■ **Problem details**:
Present the following entries again, word for word and in full.

** Study material follows **

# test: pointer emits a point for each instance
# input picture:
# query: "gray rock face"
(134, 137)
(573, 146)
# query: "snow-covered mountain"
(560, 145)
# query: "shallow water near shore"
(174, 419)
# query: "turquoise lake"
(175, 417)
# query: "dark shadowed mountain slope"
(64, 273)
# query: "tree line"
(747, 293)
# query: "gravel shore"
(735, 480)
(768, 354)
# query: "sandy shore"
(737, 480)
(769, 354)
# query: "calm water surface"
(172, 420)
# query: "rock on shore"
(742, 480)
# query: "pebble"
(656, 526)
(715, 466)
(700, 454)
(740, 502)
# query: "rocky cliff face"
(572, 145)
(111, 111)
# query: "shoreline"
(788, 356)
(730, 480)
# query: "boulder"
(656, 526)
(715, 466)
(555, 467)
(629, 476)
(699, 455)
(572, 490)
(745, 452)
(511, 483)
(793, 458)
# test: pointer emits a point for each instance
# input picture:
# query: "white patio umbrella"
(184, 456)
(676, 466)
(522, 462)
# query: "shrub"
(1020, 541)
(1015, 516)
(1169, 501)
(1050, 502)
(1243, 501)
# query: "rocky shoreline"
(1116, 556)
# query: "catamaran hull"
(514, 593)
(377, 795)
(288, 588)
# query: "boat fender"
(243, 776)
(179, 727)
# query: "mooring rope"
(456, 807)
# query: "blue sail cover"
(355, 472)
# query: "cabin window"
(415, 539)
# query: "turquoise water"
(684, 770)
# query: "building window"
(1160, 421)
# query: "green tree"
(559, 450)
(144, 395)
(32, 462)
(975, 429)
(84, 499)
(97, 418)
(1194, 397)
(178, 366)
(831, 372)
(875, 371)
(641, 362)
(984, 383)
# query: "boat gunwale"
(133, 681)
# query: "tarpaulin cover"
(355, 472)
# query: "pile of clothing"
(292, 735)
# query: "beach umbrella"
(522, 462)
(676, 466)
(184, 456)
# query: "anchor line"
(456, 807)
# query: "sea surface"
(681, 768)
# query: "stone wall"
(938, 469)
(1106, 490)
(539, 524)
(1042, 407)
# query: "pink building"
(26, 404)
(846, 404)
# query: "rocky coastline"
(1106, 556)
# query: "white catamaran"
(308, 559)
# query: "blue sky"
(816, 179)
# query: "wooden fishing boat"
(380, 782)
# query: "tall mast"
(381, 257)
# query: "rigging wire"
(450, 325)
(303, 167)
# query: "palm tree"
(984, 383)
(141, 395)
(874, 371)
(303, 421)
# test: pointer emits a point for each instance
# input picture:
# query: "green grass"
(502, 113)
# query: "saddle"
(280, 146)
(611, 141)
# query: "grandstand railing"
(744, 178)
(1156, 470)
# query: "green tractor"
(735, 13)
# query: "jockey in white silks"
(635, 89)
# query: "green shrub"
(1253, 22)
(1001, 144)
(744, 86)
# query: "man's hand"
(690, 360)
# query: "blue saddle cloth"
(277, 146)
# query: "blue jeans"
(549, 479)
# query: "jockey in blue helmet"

** End of Study material **

■ **Result below**:
# test: pointer emits a point for each instance
# input picture:
# query: "gray rock face"
(134, 137)
(573, 146)
# query: "snow-covered mountain"
(560, 145)
# query: "shallow water near shore"
(174, 419)
# query: "turquoise lake"
(175, 417)
# query: "dark shadowed mountain slope"
(64, 273)
# query: "tree line"
(747, 293)
# query: "gravel shore"
(735, 480)
(768, 354)
# query: "sandy shore"
(737, 480)
(769, 354)
# query: "calm water surface"
(172, 420)
# query: "rock on shore"
(742, 480)
# query: "pebble"
(656, 526)
(715, 466)
(700, 454)
(740, 502)
# query: "rocky cliff face"
(572, 145)
(111, 111)
# query: "shoreline"
(788, 356)
(730, 480)
# query: "boulder"
(656, 526)
(715, 466)
(555, 467)
(629, 476)
(699, 455)
(572, 490)
(745, 452)
(511, 483)
(793, 458)
# test: pointer emits a point for each instance
# input picture:
# query: "white patio umbrella"
(184, 456)
(676, 466)
(522, 462)
# query: "shrub"
(1020, 541)
(1015, 516)
(1169, 501)
(1050, 502)
(1243, 501)
# query: "rocky shoreline"
(1116, 556)
# query: "catamaran hull"
(514, 593)
(377, 795)
(288, 588)
# query: "boat fender"
(243, 776)
(179, 727)
# query: "mooring rope"
(456, 807)
# query: "blue sail cover"
(355, 472)
# query: "cabin window"
(415, 539)
# query: "turquoise water"
(684, 770)
# query: "building window"
(1160, 421)
# query: "green tree"
(559, 450)
(144, 395)
(32, 462)
(975, 429)
(84, 499)
(97, 418)
(1194, 397)
(178, 366)
(831, 372)
(875, 371)
(641, 362)
(984, 383)
# query: "boat gunwale"
(133, 681)
# query: "tarpaulin cover"
(355, 472)
# query: "pile of clothing"
(292, 735)
# query: "beach umbrella"
(522, 462)
(676, 466)
(184, 456)
# query: "anchor line"
(456, 807)
# query: "sea surface"
(681, 768)
# query: "stone wall"
(938, 469)
(1106, 490)
(539, 524)
(1042, 407)
# query: "pink building"
(26, 404)
(846, 404)
# query: "rocky coastline"
(1106, 556)
# query: "white catamaran"
(308, 559)
# query: "blue sky"
(816, 179)
# query: "wooden fishing boat"
(380, 782)
# query: "tall mast"
(381, 257)
# query: "rigging wire"
(450, 325)
(303, 167)
# query: "palm tree"
(984, 383)
(141, 395)
(874, 371)
(303, 421)
# test: pointer emits a point for each instance
# input picture:
# query: "green grass"
(502, 113)
# query: "saddle"
(280, 146)
(611, 141)
# query: "grandstand railing"
(744, 178)
(1156, 470)
# query: "green tractor"
(735, 13)
# query: "jockey in white silks"
(635, 89)
# query: "green shrub"
(1253, 22)
(1001, 144)
(744, 86)
# query: "man's hand"
(690, 360)
# query: "blue saddle cloth"
(277, 146)
# query: "blue jeans"
(549, 479)
# query: "jockey in blue helmet"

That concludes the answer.